### WORK INSTRUCTION
Transcribe each record exactly as it appears.

________________

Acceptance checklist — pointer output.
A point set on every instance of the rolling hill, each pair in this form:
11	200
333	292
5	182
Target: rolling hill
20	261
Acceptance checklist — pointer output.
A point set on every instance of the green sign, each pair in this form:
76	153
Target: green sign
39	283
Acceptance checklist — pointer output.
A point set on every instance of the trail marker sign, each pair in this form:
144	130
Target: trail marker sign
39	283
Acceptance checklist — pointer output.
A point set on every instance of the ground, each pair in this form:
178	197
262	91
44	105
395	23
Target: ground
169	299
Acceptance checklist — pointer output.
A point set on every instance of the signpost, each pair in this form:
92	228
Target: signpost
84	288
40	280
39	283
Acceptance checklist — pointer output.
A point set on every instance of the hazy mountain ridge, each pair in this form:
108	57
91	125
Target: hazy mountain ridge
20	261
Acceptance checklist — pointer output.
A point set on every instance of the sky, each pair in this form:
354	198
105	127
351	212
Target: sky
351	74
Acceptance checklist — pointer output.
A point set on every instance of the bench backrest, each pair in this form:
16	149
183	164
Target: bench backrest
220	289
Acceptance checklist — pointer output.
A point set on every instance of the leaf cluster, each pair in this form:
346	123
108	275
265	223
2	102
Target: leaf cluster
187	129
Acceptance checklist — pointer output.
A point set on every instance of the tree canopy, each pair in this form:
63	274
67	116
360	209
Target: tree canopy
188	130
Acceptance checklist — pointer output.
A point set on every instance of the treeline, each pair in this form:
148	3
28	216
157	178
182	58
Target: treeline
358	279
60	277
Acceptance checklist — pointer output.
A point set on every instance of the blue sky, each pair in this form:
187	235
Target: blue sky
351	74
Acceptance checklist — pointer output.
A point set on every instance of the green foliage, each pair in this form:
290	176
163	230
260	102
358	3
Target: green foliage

________________

### WRITTEN RESPONSE
Acceptance checklist — pointer output.
A point set on every instance of the rolling hill, each pair in this form:
11	200
333	292
5	182
Target: rolling hill
20	261
Acceptance checklist — pointer output.
A point set on every instance of the green sign, each pair in this form:
76	153
Target: green sign
39	283
Acceptance checklist — pointer output.
A point set on every instance of the trail marker sign, each pair in this form:
144	130
Target: trail marker sign
39	283
Acceptance checklist — pointer output.
A point set on every instance of the ground, each pair in this form:
178	197
262	91
44	105
395	23
Target: ground
169	299
Acceptance checklist — pointer output.
A point set on every instance of the signpost, each pair in this form:
92	228
Target: signpost
84	288
40	280
39	283
Acceptance checklist — pointer output.
A point set on every instance of the hazy mountain ridge, each pair in this form:
108	57
91	125
Target: hazy mountain ridge
20	261
Acceptance checklist — pointer output.
A point set on every instance of the sky, each pair in this form:
354	198
105	127
351	212
Target: sky
351	74
Acceptance checklist — pointer output.
A point set on every instance of the bench backrest, each pair in this form:
16	149
183	164
Target: bench backrest
220	289
Acceptance checklist — pointer output.
A point set on every instance of the leaf cluster, each pair in this form:
346	123
108	275
265	223
2	102
Target: leaf cluster
187	129
Acceptance checklist — pointer output.
A point set on every instance of the tree canopy, each pair in this form:
63	274
67	116
360	209
Target: tree canopy
188	130
Acceptance checklist — pointer output.
A point set on every instance of the treeline, each pair in this form:
148	3
28	216
157	178
182	58
Target: treeline
358	279
60	277
Acceptance checklist — pointer output.
A point set on every instance of the blue sky, each pair in this form:
187	235
Target: blue sky
351	74
Acceptance checklist — pointer output.
A point set on every instance of the green foliage, each pair in this form:
290	176
163	230
260	102
358	3
Target: green foliage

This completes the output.